=== SOURCE DATA ===
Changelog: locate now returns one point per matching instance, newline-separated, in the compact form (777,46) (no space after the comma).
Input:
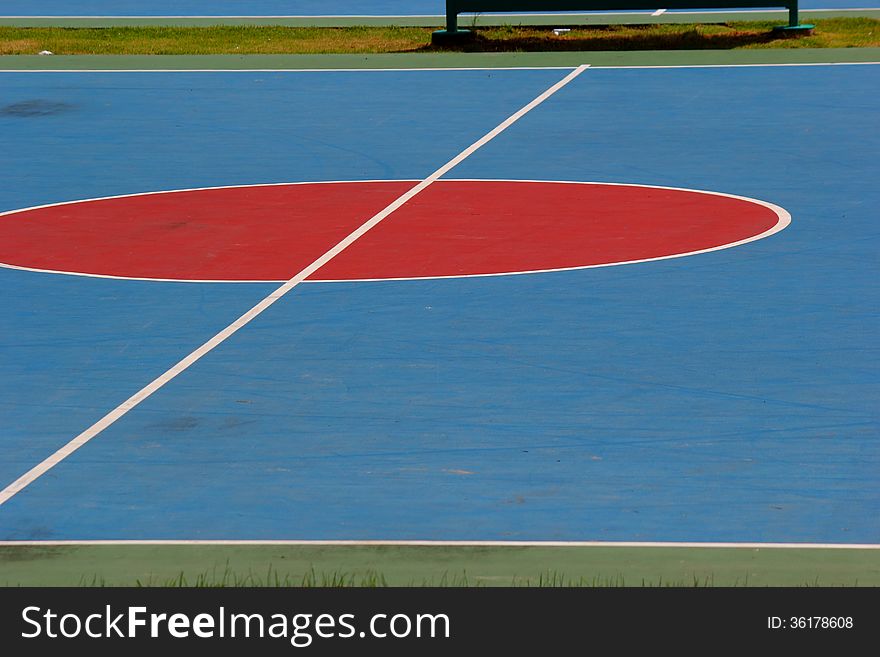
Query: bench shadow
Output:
(603,38)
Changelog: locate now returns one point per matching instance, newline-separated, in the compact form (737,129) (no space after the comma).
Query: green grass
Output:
(459,566)
(268,40)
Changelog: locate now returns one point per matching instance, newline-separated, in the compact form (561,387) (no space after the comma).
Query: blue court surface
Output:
(727,396)
(122,8)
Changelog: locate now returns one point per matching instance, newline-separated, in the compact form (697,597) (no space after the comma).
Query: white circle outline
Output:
(784,220)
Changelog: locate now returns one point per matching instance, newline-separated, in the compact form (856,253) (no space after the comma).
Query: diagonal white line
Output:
(39,470)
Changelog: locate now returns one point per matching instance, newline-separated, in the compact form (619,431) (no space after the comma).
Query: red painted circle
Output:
(452,228)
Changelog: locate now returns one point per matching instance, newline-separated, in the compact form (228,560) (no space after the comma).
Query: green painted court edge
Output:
(260,565)
(485,20)
(395,565)
(440,60)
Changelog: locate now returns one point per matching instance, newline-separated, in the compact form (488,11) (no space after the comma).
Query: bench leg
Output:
(794,28)
(451,34)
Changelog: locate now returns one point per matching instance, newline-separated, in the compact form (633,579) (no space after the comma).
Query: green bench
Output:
(456,7)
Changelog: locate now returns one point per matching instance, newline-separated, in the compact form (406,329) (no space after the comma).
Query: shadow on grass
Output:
(607,38)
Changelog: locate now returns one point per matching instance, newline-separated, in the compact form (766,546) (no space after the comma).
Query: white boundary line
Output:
(416,69)
(784,219)
(355,543)
(39,470)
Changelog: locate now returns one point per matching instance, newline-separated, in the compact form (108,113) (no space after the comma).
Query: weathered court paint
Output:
(728,396)
(455,228)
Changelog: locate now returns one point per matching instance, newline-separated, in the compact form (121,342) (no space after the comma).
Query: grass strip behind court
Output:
(252,40)
(310,565)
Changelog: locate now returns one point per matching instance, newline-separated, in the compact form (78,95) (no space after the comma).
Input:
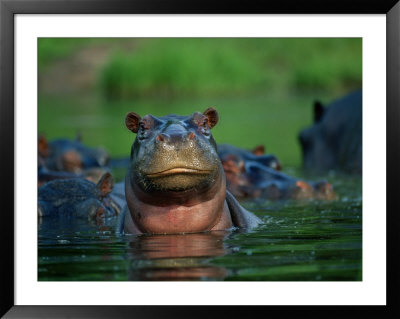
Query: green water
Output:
(299,241)
(308,240)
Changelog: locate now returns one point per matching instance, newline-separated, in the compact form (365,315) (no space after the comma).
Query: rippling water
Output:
(299,241)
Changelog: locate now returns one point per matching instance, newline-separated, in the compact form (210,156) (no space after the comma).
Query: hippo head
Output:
(318,142)
(70,155)
(174,153)
(77,197)
(246,171)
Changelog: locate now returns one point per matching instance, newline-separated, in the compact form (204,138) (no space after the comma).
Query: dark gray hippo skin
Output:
(78,198)
(225,151)
(69,155)
(253,174)
(334,142)
(175,182)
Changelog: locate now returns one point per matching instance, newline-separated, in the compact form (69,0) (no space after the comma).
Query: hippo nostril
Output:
(160,137)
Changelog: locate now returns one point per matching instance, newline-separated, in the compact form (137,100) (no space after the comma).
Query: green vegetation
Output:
(263,89)
(188,67)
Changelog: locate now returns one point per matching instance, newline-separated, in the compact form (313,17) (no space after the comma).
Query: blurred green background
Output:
(263,88)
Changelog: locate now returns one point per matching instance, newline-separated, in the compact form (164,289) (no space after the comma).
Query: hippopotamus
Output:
(175,182)
(257,154)
(92,174)
(78,198)
(334,142)
(253,174)
(69,155)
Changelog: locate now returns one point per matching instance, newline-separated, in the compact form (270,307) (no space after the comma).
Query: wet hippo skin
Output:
(175,182)
(334,142)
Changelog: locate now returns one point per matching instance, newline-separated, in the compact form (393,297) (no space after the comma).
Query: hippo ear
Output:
(319,110)
(105,184)
(43,146)
(259,150)
(132,122)
(212,116)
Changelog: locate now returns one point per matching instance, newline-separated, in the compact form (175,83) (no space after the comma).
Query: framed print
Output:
(259,75)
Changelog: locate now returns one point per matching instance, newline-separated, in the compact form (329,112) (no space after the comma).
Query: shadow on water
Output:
(299,241)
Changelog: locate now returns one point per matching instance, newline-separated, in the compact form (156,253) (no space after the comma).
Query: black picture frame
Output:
(8,10)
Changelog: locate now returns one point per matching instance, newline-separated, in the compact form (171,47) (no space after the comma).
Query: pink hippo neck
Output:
(200,212)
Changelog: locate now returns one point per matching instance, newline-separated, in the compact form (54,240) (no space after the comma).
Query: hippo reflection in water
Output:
(334,142)
(176,182)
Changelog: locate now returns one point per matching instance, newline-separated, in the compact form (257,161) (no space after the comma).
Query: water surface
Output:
(299,241)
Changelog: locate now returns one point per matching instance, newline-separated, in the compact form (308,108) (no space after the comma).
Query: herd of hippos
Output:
(179,180)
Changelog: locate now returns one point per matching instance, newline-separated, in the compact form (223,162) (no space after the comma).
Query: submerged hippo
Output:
(247,176)
(77,198)
(175,182)
(334,142)
(69,155)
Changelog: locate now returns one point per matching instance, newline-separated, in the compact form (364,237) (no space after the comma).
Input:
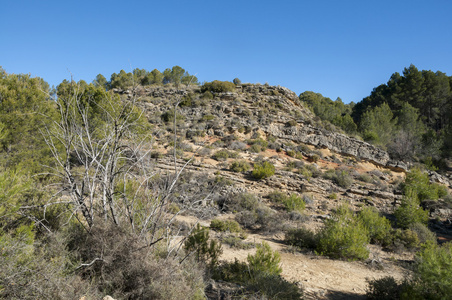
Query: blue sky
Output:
(337,48)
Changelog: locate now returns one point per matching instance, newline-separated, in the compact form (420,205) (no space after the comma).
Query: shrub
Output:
(260,285)
(197,242)
(423,233)
(344,236)
(409,211)
(260,142)
(406,238)
(343,179)
(255,148)
(387,288)
(379,227)
(301,238)
(265,261)
(263,170)
(340,177)
(240,202)
(294,203)
(227,225)
(419,183)
(207,95)
(222,155)
(236,242)
(434,266)
(240,166)
(217,86)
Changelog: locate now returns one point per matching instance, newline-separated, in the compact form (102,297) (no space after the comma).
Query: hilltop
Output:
(171,190)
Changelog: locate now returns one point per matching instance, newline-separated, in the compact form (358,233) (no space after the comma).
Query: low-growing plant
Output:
(423,233)
(265,261)
(387,288)
(294,203)
(218,86)
(301,238)
(433,269)
(236,242)
(198,242)
(379,227)
(343,236)
(226,225)
(409,211)
(240,166)
(223,155)
(263,170)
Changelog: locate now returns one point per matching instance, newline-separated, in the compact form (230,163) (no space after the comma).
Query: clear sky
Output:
(336,48)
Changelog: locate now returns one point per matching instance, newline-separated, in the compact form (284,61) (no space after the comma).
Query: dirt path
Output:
(324,278)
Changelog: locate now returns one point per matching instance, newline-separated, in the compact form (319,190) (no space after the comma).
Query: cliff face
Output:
(274,110)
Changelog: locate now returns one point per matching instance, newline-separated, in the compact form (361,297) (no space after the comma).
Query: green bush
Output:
(387,288)
(301,238)
(217,86)
(237,81)
(343,236)
(409,211)
(236,242)
(423,233)
(340,177)
(240,166)
(261,285)
(434,269)
(255,148)
(277,197)
(294,203)
(263,170)
(198,242)
(265,261)
(379,227)
(226,225)
(419,182)
(406,238)
(222,155)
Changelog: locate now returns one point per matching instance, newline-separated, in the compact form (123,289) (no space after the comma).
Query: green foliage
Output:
(240,166)
(168,116)
(101,81)
(122,80)
(153,77)
(387,288)
(409,211)
(26,110)
(226,225)
(217,86)
(265,261)
(378,121)
(340,177)
(15,189)
(198,242)
(379,227)
(423,233)
(433,269)
(294,203)
(344,236)
(263,170)
(418,182)
(420,101)
(301,238)
(335,112)
(222,155)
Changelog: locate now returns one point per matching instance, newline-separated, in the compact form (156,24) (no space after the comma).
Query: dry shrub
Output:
(127,268)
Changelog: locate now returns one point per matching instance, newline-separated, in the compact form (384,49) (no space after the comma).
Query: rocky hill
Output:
(221,135)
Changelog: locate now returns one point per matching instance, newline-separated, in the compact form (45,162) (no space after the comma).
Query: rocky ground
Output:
(302,151)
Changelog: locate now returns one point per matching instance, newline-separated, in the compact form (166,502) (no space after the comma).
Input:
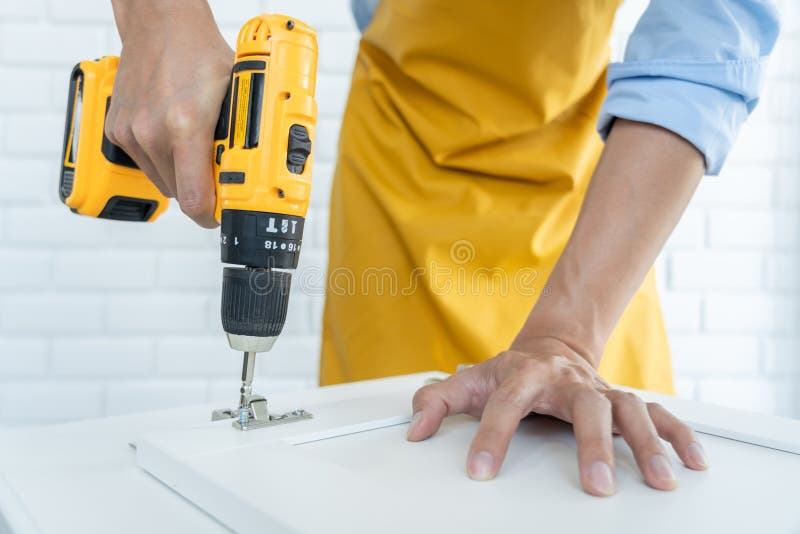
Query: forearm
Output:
(641,185)
(146,17)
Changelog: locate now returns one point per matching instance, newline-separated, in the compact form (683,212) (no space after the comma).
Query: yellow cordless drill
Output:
(262,172)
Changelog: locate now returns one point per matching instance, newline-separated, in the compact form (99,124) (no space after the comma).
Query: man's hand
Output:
(173,74)
(544,375)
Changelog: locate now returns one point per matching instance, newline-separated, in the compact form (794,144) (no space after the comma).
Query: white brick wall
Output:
(100,318)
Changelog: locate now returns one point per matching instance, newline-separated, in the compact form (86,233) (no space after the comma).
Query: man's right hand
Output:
(173,75)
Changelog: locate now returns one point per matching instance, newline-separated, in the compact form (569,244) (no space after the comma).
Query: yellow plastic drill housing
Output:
(262,148)
(271,97)
(97,178)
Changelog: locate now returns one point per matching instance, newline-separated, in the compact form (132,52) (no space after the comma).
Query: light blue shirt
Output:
(694,67)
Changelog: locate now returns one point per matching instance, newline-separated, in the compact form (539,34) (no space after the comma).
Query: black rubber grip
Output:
(254,301)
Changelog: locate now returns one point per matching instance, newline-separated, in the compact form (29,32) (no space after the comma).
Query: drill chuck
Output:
(254,304)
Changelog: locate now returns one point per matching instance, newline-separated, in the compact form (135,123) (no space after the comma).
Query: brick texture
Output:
(106,318)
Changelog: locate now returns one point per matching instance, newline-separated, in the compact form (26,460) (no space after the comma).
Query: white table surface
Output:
(83,477)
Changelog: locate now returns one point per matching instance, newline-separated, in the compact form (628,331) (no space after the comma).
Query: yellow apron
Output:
(465,151)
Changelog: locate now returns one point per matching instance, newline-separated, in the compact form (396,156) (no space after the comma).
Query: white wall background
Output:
(100,318)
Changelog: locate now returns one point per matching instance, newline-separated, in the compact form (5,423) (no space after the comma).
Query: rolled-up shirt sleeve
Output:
(694,67)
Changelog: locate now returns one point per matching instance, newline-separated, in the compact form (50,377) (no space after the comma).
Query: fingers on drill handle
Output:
(195,180)
(181,171)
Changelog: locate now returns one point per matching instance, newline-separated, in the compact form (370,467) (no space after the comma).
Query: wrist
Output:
(570,311)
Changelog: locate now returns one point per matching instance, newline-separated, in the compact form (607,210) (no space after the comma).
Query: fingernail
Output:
(697,455)
(601,478)
(481,466)
(412,427)
(661,469)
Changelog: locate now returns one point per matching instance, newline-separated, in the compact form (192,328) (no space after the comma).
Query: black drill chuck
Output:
(254,301)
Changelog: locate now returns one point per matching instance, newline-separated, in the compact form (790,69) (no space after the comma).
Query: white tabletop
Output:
(83,477)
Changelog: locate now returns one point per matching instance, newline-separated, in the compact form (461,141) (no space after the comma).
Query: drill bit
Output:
(248,367)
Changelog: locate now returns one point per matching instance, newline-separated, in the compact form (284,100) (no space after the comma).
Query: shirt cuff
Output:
(708,116)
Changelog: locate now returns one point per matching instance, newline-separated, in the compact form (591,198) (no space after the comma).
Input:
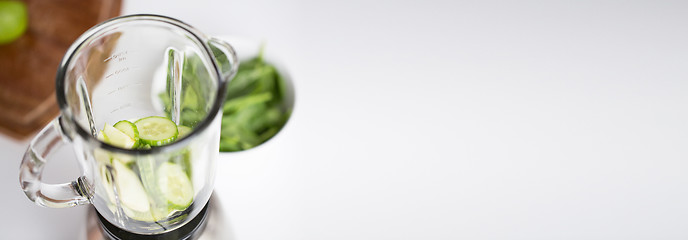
===
Extract every line in the listing that contains the word "court".

Query: blue court surface
Query: green painted court edge
Query: weathered court paint
Query: grass strip behind court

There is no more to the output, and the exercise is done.